Rewrite the stretch of data from the start through the line containing "[78,20,109,41]", substituting "seashore" for every "beach" and leaving everything else as it is. Give only those lines.

------------------------

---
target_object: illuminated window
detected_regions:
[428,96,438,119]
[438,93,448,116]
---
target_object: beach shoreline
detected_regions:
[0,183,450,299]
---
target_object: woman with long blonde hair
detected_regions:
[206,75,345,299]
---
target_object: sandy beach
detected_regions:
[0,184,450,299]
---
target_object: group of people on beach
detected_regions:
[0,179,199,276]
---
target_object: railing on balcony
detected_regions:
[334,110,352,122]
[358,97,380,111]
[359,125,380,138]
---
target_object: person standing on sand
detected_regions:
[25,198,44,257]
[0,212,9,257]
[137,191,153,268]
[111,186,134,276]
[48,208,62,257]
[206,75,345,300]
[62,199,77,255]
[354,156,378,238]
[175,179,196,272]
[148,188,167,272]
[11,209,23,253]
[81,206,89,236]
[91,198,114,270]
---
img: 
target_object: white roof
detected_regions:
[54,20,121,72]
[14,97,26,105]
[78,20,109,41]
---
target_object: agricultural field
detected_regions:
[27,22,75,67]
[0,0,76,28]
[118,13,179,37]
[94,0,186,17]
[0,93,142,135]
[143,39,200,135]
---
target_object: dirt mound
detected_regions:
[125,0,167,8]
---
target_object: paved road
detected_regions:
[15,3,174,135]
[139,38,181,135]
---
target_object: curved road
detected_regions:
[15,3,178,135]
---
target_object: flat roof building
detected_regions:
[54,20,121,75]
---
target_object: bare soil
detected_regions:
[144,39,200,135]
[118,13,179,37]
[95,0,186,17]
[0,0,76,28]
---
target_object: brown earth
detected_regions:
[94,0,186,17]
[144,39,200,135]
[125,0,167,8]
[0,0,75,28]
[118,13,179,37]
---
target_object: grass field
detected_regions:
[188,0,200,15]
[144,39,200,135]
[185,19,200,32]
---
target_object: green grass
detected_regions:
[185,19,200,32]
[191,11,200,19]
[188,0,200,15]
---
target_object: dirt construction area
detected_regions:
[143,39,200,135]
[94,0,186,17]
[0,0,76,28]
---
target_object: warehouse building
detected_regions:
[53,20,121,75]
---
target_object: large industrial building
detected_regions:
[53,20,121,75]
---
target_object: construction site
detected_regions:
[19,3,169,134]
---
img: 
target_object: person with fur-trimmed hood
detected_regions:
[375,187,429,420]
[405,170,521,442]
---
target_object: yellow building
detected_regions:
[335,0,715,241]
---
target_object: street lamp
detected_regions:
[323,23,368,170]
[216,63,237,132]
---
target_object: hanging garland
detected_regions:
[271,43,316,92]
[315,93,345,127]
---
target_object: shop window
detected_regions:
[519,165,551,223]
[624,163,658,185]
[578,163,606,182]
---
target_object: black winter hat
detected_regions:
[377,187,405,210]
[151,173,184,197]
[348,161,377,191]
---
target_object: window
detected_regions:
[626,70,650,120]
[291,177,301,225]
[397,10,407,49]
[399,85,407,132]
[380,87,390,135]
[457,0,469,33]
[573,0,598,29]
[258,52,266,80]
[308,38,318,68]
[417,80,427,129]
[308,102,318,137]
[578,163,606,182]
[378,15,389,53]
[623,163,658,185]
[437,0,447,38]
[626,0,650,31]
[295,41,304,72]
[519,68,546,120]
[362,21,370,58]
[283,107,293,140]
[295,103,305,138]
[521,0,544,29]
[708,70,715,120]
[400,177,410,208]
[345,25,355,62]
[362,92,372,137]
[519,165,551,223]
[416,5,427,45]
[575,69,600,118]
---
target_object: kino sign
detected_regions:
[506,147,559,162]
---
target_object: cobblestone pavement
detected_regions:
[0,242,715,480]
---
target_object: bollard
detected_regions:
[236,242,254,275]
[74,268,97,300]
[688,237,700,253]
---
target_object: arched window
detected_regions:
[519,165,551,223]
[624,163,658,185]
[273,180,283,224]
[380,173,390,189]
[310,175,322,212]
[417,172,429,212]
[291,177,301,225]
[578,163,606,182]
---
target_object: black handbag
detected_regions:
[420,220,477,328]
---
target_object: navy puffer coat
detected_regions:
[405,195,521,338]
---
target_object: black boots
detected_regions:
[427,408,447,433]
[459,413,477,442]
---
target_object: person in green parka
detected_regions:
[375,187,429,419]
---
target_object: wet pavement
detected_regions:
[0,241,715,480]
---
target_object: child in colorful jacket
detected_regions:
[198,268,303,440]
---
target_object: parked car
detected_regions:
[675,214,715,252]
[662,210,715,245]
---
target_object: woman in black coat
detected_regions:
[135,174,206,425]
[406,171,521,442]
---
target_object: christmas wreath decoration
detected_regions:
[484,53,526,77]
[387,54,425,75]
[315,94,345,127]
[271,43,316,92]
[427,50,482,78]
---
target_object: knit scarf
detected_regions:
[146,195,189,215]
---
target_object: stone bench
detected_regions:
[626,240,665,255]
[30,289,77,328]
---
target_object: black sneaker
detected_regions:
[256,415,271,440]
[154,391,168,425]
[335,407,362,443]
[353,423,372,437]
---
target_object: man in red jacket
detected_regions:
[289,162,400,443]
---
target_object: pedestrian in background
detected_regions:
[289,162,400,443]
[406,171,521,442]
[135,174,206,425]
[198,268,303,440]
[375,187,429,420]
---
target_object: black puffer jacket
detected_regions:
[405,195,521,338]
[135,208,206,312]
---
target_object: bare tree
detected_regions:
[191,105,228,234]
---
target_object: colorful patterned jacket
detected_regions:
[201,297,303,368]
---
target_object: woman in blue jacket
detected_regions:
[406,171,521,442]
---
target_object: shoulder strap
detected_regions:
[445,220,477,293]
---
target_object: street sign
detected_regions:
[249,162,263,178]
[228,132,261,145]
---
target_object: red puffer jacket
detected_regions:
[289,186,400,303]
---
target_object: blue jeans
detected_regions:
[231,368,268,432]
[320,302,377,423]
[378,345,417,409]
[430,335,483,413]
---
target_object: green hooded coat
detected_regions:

------------------------

### ANSWER
---
target_object: illuminated window
detected_regions:
[428,96,438,119]
[438,93,448,116]
---
target_object: seashore shoreline
detected_regions:
[0,183,450,299]
---
target_object: woman with long blonde hair
detected_regions:
[206,75,345,299]
---
target_object: sandy seashore
detected_regions:
[0,184,450,299]
---
target_object: group of people on seashore
detected_regions:
[0,179,199,276]
---
target_object: railing on balcony
detected_regions:
[334,110,352,122]
[358,97,380,111]
[359,125,380,138]
---
target_object: person standing on sand
detected_regions:
[25,198,44,257]
[0,212,9,257]
[137,191,153,268]
[111,186,134,276]
[48,208,62,257]
[206,75,345,300]
[62,199,77,255]
[354,156,378,238]
[175,179,196,272]
[148,188,167,272]
[11,209,23,253]
[81,206,89,236]
[91,198,114,270]
---
img: 
target_object: white roof
detected_regions:
[54,20,121,72]
[14,97,26,105]
[78,20,109,41]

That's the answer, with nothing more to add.